§ CONSIGNE: Résumez en deux phrases le texte sur les canneberges biologiques au Québec.

§ EXTRAIT DU DOCUMENT:
********************
Le Québec va être dur à battre
VILLEROY — Avec ses 1 600 acres de canneberges certifiées biologiques, le Québec peut se targuer d’être le numéro un au monde et de loin. En effet, la Belle Province produit plus de 80 % du volume mondial de canneberges bio. En plus, les producteurs obtiennent actuellement trois fois plus pour leur récolte, soit 1,65 $/kg, comparativement à la moyenne de 0,50 $/kg pour le conventionnel.
Plusieurs producteurs ont compris le message. À preuve, 1 500 acres sont présentement en transition vers l’agriculture biologique. Au terme de la transition, en 2018, le tiers de tous les champs de canneberges du Québec seront bio. Cette forte hausse fera alors doubler la production mondiale de canneberges bio.
L’ajout des 1 500 acres ne fera qu’augmenter l’avance des Québécois. « Nos fermes ont développé une expertise unique, affirme Sylvain Dufour, vice-président aux ventes et au marketing de Fruit d’Or. Elles sont les plus productives dans le bio et produisent la meilleure qualité de fruits. Honnêtement, le Québec va être dur à battre. »
La directrice générale de l’Association des producteurs de canneberges du Québec, Monique Thomas, renchérit. « Les gros transformateurs américains qui veulent du bio, comme Ocean Spray, viennent solliciter des agriculteurs du Québec. C’est dire que nos entreprises sont reconnues pour la qualité de leur travail », souligne-t-elle.
La clef du succès
La relève de la Ferme Les quatre épinettes, Myriam Asselin, affirme que la régie biologique ne s’est toutefois pas révélé une partie de plaisir au début. « Nous sommes partis de zéro dans la canneberge bio et certaines années étaient plus décourageantes qu’autre chose, confie-t-elle. Mais aujourd’hui, on s’en vient bons. On réussit à gérer les mauvaises herbes et on fertilise mieux. »
********************
§ DONNÉES AFFICHÉES:

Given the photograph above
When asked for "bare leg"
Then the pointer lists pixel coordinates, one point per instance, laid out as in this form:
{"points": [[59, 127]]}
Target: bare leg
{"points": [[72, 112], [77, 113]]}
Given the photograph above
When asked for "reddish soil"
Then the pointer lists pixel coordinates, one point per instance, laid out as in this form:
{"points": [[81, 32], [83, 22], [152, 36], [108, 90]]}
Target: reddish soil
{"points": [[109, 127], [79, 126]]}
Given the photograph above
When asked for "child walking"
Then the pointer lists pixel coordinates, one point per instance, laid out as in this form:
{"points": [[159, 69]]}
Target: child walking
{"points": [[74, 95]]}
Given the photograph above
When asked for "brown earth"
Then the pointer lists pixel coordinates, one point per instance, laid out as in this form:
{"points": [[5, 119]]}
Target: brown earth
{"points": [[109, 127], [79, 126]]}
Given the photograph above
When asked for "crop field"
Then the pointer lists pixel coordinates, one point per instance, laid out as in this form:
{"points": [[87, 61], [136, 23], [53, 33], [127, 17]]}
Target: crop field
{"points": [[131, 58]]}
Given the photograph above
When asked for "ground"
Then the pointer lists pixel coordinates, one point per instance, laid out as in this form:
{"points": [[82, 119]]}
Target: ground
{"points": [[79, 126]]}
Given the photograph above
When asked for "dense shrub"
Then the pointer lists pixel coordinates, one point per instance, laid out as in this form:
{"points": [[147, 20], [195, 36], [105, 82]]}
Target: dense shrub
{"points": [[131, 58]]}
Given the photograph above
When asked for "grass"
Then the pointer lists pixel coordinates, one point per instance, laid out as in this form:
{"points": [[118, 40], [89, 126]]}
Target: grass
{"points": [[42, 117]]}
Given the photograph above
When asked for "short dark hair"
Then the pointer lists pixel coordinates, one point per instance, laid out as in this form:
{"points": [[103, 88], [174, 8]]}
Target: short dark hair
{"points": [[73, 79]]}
********************
§ CORRIGÉ: Le Québec domine la production mondiale de canneberges biologiques : il fournit plus de 80 % du volume mondial et obtient un prix trois fois supérieur à celui du conventionnel. Avec 1 500 acres en transition, cette production mondiale doublera en 2018, une avance que des acteurs du secteur attribuent à l'expertise et à la qualité des fermes québécoises, malgré des débuts difficiles en régie biologique.